Tarefa proposta 1
Reproduza sem alterações as linhas da listagem, desde a que contém "Expected behaviour: for every instance of the rat's ear" até ao fim da listagem, incluindo ambas as extremidades.
********************
Uma vez que o nevoeiro parecia não querer dar tréguas ponderei seriamente se regressaria pelo caminho de ascensão ou se prosseguiria com o estipulado. Aqui como sabem instala-se aquela dicotomia (ir vs não ir) pelo que como não podia deixar de ser prevaleceu o gozo da descida e conhecer novas paisagens. Como não sabia quando é que cá voltaria, havia que aproveitar, independentemente dos obstáculos que viesse a encontrar. Na vida o caminho faz-se caminhando e de preferência sempre em frente.
Sem querer ser repetitivo, aqui não há margem para erros.
“Almost there just 500 mts more”
Aleluia consegui!!! “Cabane de la Tourche” a 2.198 mts (o ponto mais alto atingido até ao momento por este Bravo em cima de uma bicla). Agora vamos ver o que se encontra do outro lado da montanha.
Ahahah!!! Queriam não queriam, eu também, mas não vai ser desta. (Fuc…g Fog)
Com receio do nevoeiro e o avançar da hora resolvi meter-me ao caminho. Conforme poderão constatar pelas próximas fotos “I made the right decision”.
Este é o tal caminho que permitia a pé vencer o desnível de 300 mts. Apetece saltar no vazio, não apetece?
“La Rionda” a 2.168 mts (curral para ovelhas) e ponto de partida para uma descida de +/- 14 kms onde encontrei todo o tipo de piso (ver próximas fotos). Aqui fui atacado por um rebanho de mais de 300 ovelhas, pelo que fartei-me de pisar caganitas de ovelha enquanto procurava acertar no trilho. A “shit” de ovelha cola-se a tudo (pneus, sapatilhas, pedais, cleats) e para retirar só mesmo com a ajuda de um pau, pois o meu receio era que com a velocidade começasse a saltar “shit” por todos os lados e já estão a ver a cena (eu a entrar no comboio de regresso a Lausanne todo prendado e a empestar o ambiente, eheheh…).
Vista da “Cabane de la Tourche” a partir de “La Rionda”. Afinal o nevoeiro desistiu.
Início da descida. Aquela montanha ao fundo do lado direito da foto, coberta de neve é o “Mont Blanc” com os seus 4.810 mts (França). A próxima etapa é aquela aldeia junto ao rio “Collonges” (450 mts). Irei atravessar o rio por cima daquela ponte.
Um último adeus às minhas amigas “caganiteiras”. Comam menos.
O trilho nesta zona, embora com muita pedra solta, estava bem sinalizado.
Mas também apanhei partes bem rolantes.
E escarpas perigosas Q.B.
Uma das zonas mais perigosa do single.
Mas fez-se sem stress “take it easy”.
Este artista um dia ir-se-á, mas a obra do pintor ficará.
A partir de agora é downhill.
********************
Tarefa proposta 2
Transcreva o trecho do texto sobre a descida de bicicleta desde "O trilho nesta" até "do pintor ficará.", com ambos os limites incluídos.

Entradas de apontamento de objetos nomeados
********************
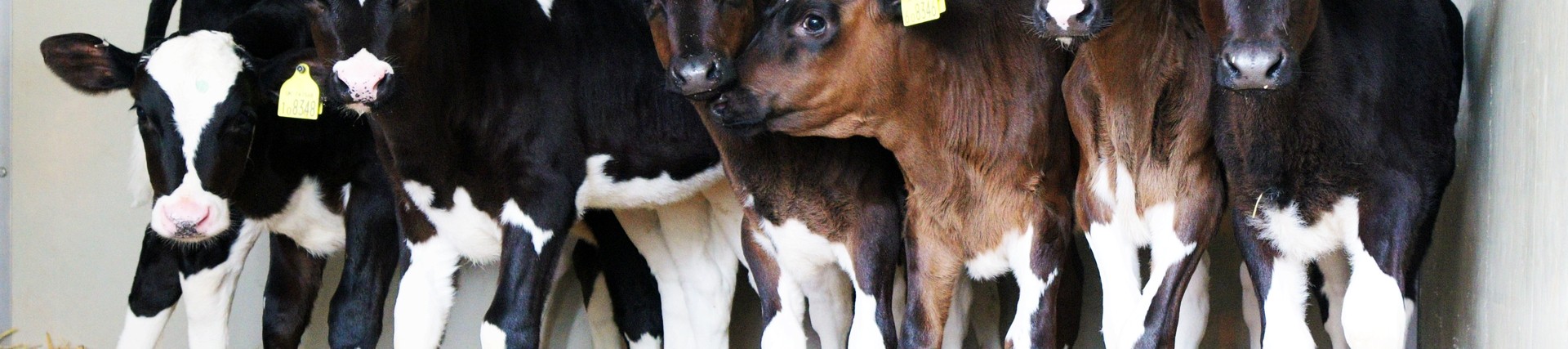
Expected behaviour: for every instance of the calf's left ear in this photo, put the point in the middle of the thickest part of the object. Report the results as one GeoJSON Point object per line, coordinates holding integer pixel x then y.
{"type": "Point", "coordinates": [88, 63]}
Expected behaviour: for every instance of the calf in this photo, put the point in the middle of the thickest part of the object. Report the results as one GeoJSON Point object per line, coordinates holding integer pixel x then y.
{"type": "Point", "coordinates": [969, 107]}
{"type": "Point", "coordinates": [1138, 102]}
{"type": "Point", "coordinates": [226, 170]}
{"type": "Point", "coordinates": [816, 208]}
{"type": "Point", "coordinates": [617, 137]}
{"type": "Point", "coordinates": [1334, 124]}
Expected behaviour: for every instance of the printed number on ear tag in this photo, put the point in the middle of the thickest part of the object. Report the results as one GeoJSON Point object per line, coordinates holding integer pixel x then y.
{"type": "Point", "coordinates": [300, 98]}
{"type": "Point", "coordinates": [920, 11]}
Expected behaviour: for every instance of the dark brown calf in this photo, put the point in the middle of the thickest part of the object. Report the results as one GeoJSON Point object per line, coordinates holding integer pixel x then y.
{"type": "Point", "coordinates": [1138, 100]}
{"type": "Point", "coordinates": [971, 109]}
{"type": "Point", "coordinates": [814, 208]}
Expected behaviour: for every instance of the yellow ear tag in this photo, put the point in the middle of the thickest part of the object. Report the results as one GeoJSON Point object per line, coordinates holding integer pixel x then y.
{"type": "Point", "coordinates": [300, 98]}
{"type": "Point", "coordinates": [920, 11]}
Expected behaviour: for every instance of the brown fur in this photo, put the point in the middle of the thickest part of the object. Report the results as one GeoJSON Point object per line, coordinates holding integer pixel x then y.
{"type": "Point", "coordinates": [969, 107]}
{"type": "Point", "coordinates": [1137, 96]}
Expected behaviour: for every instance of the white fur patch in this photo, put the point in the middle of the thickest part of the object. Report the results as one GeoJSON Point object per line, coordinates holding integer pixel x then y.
{"type": "Point", "coordinates": [424, 298]}
{"type": "Point", "coordinates": [601, 316]}
{"type": "Point", "coordinates": [1063, 10]}
{"type": "Point", "coordinates": [1336, 275]}
{"type": "Point", "coordinates": [491, 337]}
{"type": "Point", "coordinates": [209, 293]}
{"type": "Point", "coordinates": [1375, 311]}
{"type": "Point", "coordinates": [195, 73]}
{"type": "Point", "coordinates": [601, 190]}
{"type": "Point", "coordinates": [1031, 288]}
{"type": "Point", "coordinates": [1295, 241]}
{"type": "Point", "coordinates": [308, 221]}
{"type": "Point", "coordinates": [1285, 307]}
{"type": "Point", "coordinates": [468, 230]}
{"type": "Point", "coordinates": [143, 332]}
{"type": "Point", "coordinates": [510, 214]}
{"type": "Point", "coordinates": [816, 265]}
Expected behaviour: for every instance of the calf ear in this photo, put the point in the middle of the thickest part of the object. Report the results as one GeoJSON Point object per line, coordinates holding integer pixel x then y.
{"type": "Point", "coordinates": [88, 63]}
{"type": "Point", "coordinates": [893, 10]}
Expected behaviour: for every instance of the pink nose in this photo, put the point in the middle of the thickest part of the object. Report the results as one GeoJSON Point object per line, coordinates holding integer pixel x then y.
{"type": "Point", "coordinates": [185, 213]}
{"type": "Point", "coordinates": [363, 73]}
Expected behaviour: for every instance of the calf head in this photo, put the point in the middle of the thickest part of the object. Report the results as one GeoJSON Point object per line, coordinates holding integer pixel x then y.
{"type": "Point", "coordinates": [353, 37]}
{"type": "Point", "coordinates": [1070, 20]}
{"type": "Point", "coordinates": [1259, 41]}
{"type": "Point", "coordinates": [698, 41]}
{"type": "Point", "coordinates": [816, 66]}
{"type": "Point", "coordinates": [195, 100]}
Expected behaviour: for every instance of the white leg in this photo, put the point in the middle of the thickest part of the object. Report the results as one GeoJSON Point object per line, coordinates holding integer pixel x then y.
{"type": "Point", "coordinates": [985, 315]}
{"type": "Point", "coordinates": [1031, 288]}
{"type": "Point", "coordinates": [1285, 307]}
{"type": "Point", "coordinates": [787, 329]}
{"type": "Point", "coordinates": [209, 293]}
{"type": "Point", "coordinates": [143, 332]}
{"type": "Point", "coordinates": [425, 294]}
{"type": "Point", "coordinates": [725, 214]}
{"type": "Point", "coordinates": [644, 228]}
{"type": "Point", "coordinates": [1250, 313]}
{"type": "Point", "coordinates": [707, 271]}
{"type": "Point", "coordinates": [1375, 308]}
{"type": "Point", "coordinates": [601, 316]}
{"type": "Point", "coordinates": [862, 329]}
{"type": "Point", "coordinates": [1165, 252]}
{"type": "Point", "coordinates": [1194, 307]}
{"type": "Point", "coordinates": [1121, 318]}
{"type": "Point", "coordinates": [828, 299]}
{"type": "Point", "coordinates": [1336, 275]}
{"type": "Point", "coordinates": [959, 313]}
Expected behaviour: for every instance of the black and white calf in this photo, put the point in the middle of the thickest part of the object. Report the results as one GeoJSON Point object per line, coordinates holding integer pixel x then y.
{"type": "Point", "coordinates": [506, 120]}
{"type": "Point", "coordinates": [1334, 124]}
{"type": "Point", "coordinates": [226, 170]}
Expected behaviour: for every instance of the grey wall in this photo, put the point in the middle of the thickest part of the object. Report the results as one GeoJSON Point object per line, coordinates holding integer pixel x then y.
{"type": "Point", "coordinates": [5, 163]}
{"type": "Point", "coordinates": [1498, 272]}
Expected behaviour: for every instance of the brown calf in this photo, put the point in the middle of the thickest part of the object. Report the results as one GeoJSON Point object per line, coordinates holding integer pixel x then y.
{"type": "Point", "coordinates": [969, 107]}
{"type": "Point", "coordinates": [1138, 101]}
{"type": "Point", "coordinates": [814, 208]}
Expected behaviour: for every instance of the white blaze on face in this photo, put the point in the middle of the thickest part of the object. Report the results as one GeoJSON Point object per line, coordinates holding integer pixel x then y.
{"type": "Point", "coordinates": [1063, 10]}
{"type": "Point", "coordinates": [195, 71]}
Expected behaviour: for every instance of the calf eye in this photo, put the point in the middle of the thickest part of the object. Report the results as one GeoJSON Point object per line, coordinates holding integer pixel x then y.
{"type": "Point", "coordinates": [814, 24]}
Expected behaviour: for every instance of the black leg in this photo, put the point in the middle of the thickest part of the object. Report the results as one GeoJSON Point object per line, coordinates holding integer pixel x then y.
{"type": "Point", "coordinates": [372, 247]}
{"type": "Point", "coordinates": [292, 284]}
{"type": "Point", "coordinates": [634, 293]}
{"type": "Point", "coordinates": [153, 293]}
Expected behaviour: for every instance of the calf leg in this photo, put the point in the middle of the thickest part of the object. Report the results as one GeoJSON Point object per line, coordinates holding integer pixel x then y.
{"type": "Point", "coordinates": [875, 271]}
{"type": "Point", "coordinates": [1049, 287]}
{"type": "Point", "coordinates": [530, 252]}
{"type": "Point", "coordinates": [707, 269]}
{"type": "Point", "coordinates": [292, 284]}
{"type": "Point", "coordinates": [372, 257]}
{"type": "Point", "coordinates": [1117, 257]}
{"type": "Point", "coordinates": [783, 306]}
{"type": "Point", "coordinates": [1280, 285]}
{"type": "Point", "coordinates": [1176, 253]}
{"type": "Point", "coordinates": [209, 291]}
{"type": "Point", "coordinates": [425, 293]}
{"type": "Point", "coordinates": [1383, 257]}
{"type": "Point", "coordinates": [629, 282]}
{"type": "Point", "coordinates": [933, 274]}
{"type": "Point", "coordinates": [154, 293]}
{"type": "Point", "coordinates": [1336, 274]}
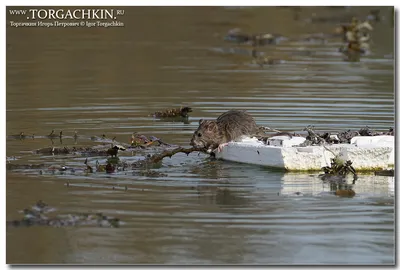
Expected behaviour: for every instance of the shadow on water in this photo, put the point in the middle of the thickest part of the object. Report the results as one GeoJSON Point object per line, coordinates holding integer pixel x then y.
{"type": "Point", "coordinates": [192, 209]}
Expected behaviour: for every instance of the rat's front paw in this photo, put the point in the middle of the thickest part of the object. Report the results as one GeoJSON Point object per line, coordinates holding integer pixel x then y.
{"type": "Point", "coordinates": [222, 145]}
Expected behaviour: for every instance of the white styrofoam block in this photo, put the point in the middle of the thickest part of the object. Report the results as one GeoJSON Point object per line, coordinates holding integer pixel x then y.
{"type": "Point", "coordinates": [295, 158]}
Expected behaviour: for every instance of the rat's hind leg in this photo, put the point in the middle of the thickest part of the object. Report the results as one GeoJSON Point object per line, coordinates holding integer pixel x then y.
{"type": "Point", "coordinates": [222, 145]}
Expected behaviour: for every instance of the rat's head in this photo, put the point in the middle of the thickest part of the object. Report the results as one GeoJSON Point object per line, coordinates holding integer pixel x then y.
{"type": "Point", "coordinates": [205, 135]}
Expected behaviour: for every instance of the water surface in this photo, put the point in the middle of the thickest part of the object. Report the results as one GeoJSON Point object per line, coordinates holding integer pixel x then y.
{"type": "Point", "coordinates": [107, 80]}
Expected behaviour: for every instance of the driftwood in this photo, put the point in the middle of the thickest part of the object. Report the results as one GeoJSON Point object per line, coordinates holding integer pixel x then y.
{"type": "Point", "coordinates": [167, 153]}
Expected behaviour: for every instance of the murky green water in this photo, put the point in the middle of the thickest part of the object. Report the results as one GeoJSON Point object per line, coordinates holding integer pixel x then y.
{"type": "Point", "coordinates": [107, 80]}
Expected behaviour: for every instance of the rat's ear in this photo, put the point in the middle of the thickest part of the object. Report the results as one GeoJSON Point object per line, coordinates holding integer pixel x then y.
{"type": "Point", "coordinates": [211, 126]}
********************
Resposta correta 1
Expected behaviour: for every instance of the rat's ear in this photo, put the point in the middle of the thickest part of the object. Report the results as one GeoJSON Point object per line, coordinates holding integer pixel x then y.
{"type": "Point", "coordinates": [211, 126]}

Resposta correta 2
O trilho nesta zona, embora com muita pedra solta, estava bem sinalizado.
Mas também apanhei partes bem rolantes.
E escarpas perigosas Q.B.
Uma das zonas mais perigosa do single.
Mas fez-se sem stress “take it easy”.
Este artista um dia ir-se-á, mas a obra do pintor ficará.